**Texto citado**.
--------
La biblioteca, la habitación perdida para siempre jamás, tenía el prestigio
de lo culto, el misterio de lo superfluo, el encanto de lo ajado. La
biblioteca, que era un naufragio triste, se nutría de otros naufragios
remotos, de los restos de otras bibliotecas de la familia: los libros de
Teología del tío Luis que había querido ser cura y terminó regentando una
sala de juegos en las Antillas; las revistas pornográficas del primo Pepe,
el danzarín alicantino, desaparecido en la batalla de Brunete; los manuales
de corte y confección de la prima Isadora, que tenía unas manos primorosas
para el punto de cruz; los números amarillentos de La Estampa y de Blanco y
Negro que describían con pelos y señales las luchas con el yanqui y el moro,
la ira del teutón, la desmesura del lusitano y el desprecio del francés. La
biblioteca era una habitación que tenía algo de aparcamiento de visitas
principales, de salita de espera para gentes finas y distinguidas. Lo mejor
de la biblioteca era su nombre, la aureola de su prestigio de templo
cultural. "Marcelina, haga pasar al señor a la biblioteca", decía mi abuela
Consuelo con aires de grandeza, y el caballero de fina estampa esperaba,
sentado en una butaquita carmesí, a ser recibido por el cabeza de familia.
--------
**Entradas**.
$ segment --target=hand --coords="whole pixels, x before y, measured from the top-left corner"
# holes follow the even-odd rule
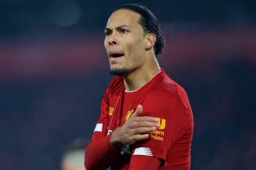
[[[142,110],[142,105],[138,105],[126,123],[113,131],[110,137],[110,144],[113,147],[119,147],[123,144],[131,144],[136,141],[145,139],[149,136],[148,133],[160,127],[157,118],[140,116]]]

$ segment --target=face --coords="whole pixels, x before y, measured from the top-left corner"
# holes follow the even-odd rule
[[[104,42],[111,72],[123,76],[142,67],[145,60],[144,31],[138,22],[140,15],[126,9],[109,17]]]

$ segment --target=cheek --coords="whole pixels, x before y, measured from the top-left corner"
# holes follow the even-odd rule
[[[104,47],[105,47],[105,49],[107,51],[108,48],[108,40],[106,38],[104,40]]]

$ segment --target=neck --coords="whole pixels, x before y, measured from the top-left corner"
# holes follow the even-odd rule
[[[137,68],[129,74],[123,76],[125,89],[127,91],[133,91],[139,89],[148,82],[160,69],[157,60],[154,57],[149,64]]]

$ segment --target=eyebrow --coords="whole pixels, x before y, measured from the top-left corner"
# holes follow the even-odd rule
[[[131,28],[131,26],[127,26],[127,25],[122,25],[122,26],[120,26],[116,27],[116,28],[115,28],[115,29],[119,30],[123,27],[128,27],[128,28]],[[111,30],[112,30],[111,29],[110,29],[109,28],[108,28],[108,27],[106,27],[104,29],[104,31],[111,31]]]

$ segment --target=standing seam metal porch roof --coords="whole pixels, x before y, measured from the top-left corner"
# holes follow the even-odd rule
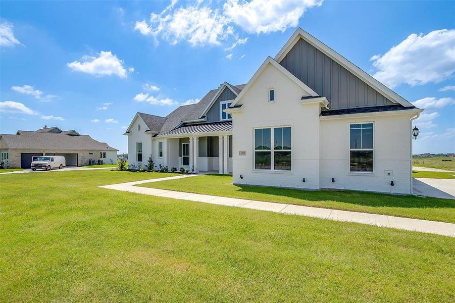
[[[159,136],[195,133],[211,133],[227,131],[232,131],[232,121],[231,121],[182,126],[171,131],[160,134]]]

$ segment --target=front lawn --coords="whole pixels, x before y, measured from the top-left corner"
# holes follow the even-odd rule
[[[0,169],[0,173],[9,173],[10,172],[15,172],[18,171],[24,170],[23,168],[3,168]]]
[[[455,172],[427,172],[413,171],[413,178],[431,178],[433,179],[455,179]]]
[[[455,299],[453,238],[97,187],[170,175],[0,175],[0,301]]]
[[[309,191],[237,186],[231,176],[209,175],[137,186],[455,223],[455,200],[348,190]]]
[[[443,161],[442,160],[445,161]],[[450,157],[413,157],[413,166],[455,171],[455,158]]]

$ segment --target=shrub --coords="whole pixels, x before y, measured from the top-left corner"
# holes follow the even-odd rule
[[[153,162],[153,158],[151,158],[150,156],[148,157],[148,160],[147,161],[147,165],[146,165],[145,169],[148,172],[153,172],[155,170],[155,164]]]
[[[118,166],[119,170],[126,170],[128,169],[128,167],[127,167],[127,161],[125,157],[121,157],[120,159],[119,160],[119,162],[117,163],[117,166]]]

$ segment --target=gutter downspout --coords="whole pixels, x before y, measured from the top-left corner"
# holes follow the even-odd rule
[[[419,113],[418,113],[415,116],[411,118],[409,120],[409,124],[410,124],[410,129],[411,131],[411,134],[412,134],[412,129],[413,129],[413,121],[420,116],[420,113],[422,113],[424,110],[421,110],[421,111]],[[413,189],[413,137],[412,135],[411,136],[409,139],[411,140],[410,145],[410,156],[411,157],[411,194],[412,195],[417,196],[418,195],[414,193],[414,191]]]

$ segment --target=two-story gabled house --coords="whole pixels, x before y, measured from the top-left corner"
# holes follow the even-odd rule
[[[232,173],[235,184],[412,193],[422,110],[300,28],[246,85],[166,117],[138,113],[130,162]]]

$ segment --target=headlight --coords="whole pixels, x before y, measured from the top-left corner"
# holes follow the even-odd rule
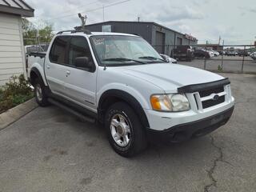
[[[153,110],[160,111],[183,111],[190,109],[185,94],[154,94],[150,97]]]

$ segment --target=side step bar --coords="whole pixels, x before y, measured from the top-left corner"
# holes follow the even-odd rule
[[[62,102],[56,101],[55,99],[49,98],[48,102],[54,106],[58,106],[59,108],[62,108],[62,110],[65,110],[70,112],[70,114],[77,116],[78,118],[79,118],[80,119],[82,119],[83,121],[86,121],[86,122],[92,122],[92,123],[95,122],[95,118],[84,115],[84,114],[73,110],[72,108],[70,108],[66,105],[63,105]]]

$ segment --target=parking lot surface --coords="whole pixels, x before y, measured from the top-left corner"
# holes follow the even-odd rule
[[[242,71],[256,73],[256,61],[250,57],[245,57],[242,64],[242,57],[239,56],[223,56],[222,63],[222,55],[206,60],[206,69],[210,70],[217,70],[219,66],[222,66],[223,71]],[[192,62],[178,61],[178,63],[204,69],[205,60],[203,58],[194,59]],[[243,66],[242,66],[243,65]]]
[[[0,191],[255,191],[256,76],[230,78],[236,105],[210,134],[122,158],[103,128],[56,106],[0,130]]]

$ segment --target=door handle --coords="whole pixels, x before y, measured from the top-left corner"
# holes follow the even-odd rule
[[[67,77],[68,75],[70,75],[70,70],[66,70],[66,76]]]

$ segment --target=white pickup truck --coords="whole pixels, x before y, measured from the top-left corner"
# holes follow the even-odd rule
[[[205,135],[234,110],[228,78],[166,62],[136,35],[61,31],[46,53],[30,54],[28,65],[39,106],[53,103],[102,123],[111,146],[125,157],[151,139]]]

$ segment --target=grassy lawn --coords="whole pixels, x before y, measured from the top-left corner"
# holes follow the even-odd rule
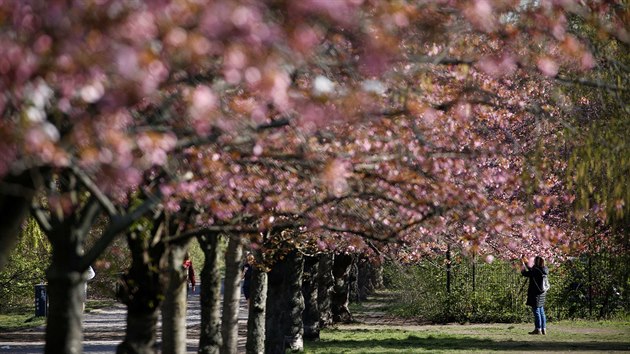
[[[549,323],[547,336],[529,324],[427,326],[344,325],[305,343],[306,353],[613,352],[630,351],[630,322]]]
[[[85,304],[85,312],[113,306],[115,303],[115,300],[88,300]],[[34,314],[35,308],[32,306],[0,314],[0,332],[19,331],[46,324],[46,317],[35,317]]]

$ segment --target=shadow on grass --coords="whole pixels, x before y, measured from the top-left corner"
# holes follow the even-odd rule
[[[530,341],[493,341],[490,339],[418,337],[408,336],[403,339],[366,339],[366,340],[322,340],[308,342],[307,352],[311,350],[334,350],[335,352],[388,353],[392,350],[408,352],[418,350],[482,350],[482,351],[627,351],[628,342],[551,342],[541,339]],[[382,351],[381,351],[382,349]]]

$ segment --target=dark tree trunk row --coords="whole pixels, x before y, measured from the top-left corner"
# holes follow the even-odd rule
[[[303,349],[303,268],[302,254],[292,251],[268,274],[265,353]]]
[[[241,299],[240,284],[243,264],[243,244],[237,236],[228,239],[225,251],[225,281],[223,285],[223,314],[221,318],[222,354],[236,353],[238,345],[238,311]]]
[[[317,263],[317,307],[319,310],[319,327],[332,325],[332,292],[335,286],[333,276],[334,255],[324,253],[319,256]]]
[[[201,270],[201,333],[199,354],[217,354],[221,348],[221,274],[219,236],[202,235],[199,244],[205,261]]]
[[[159,232],[155,226],[152,236]],[[141,231],[127,233],[131,249],[131,268],[123,275],[118,298],[127,305],[127,331],[118,345],[118,354],[156,352],[158,310],[164,297],[166,278],[162,274],[167,262],[164,243],[151,246]]]
[[[334,286],[331,294],[331,309],[334,322],[350,323],[352,314],[350,303],[350,271],[353,257],[347,254],[335,255],[333,261]]]
[[[317,305],[317,278],[318,278],[317,257],[306,257],[304,259],[304,274],[302,275],[302,294],[304,296],[304,339],[319,339],[319,307]]]
[[[265,351],[267,273],[254,267],[250,287],[246,351],[248,354],[259,354]]]

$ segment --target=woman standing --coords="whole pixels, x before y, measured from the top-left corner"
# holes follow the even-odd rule
[[[529,278],[526,304],[532,307],[534,325],[536,326],[529,334],[547,334],[547,317],[544,307],[547,292],[543,290],[543,275],[547,276],[549,269],[545,267],[545,260],[540,256],[534,258],[534,266],[531,268],[527,265],[525,258],[521,260],[523,262],[521,274]]]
--------
Según el texto sobre la biblioteca, ¿dónde esperaba sentado el caballero a ser recibido por el cabeza de familia? Los datos no hacen falta para resolver nada aquí.

En una butaquita carmesí.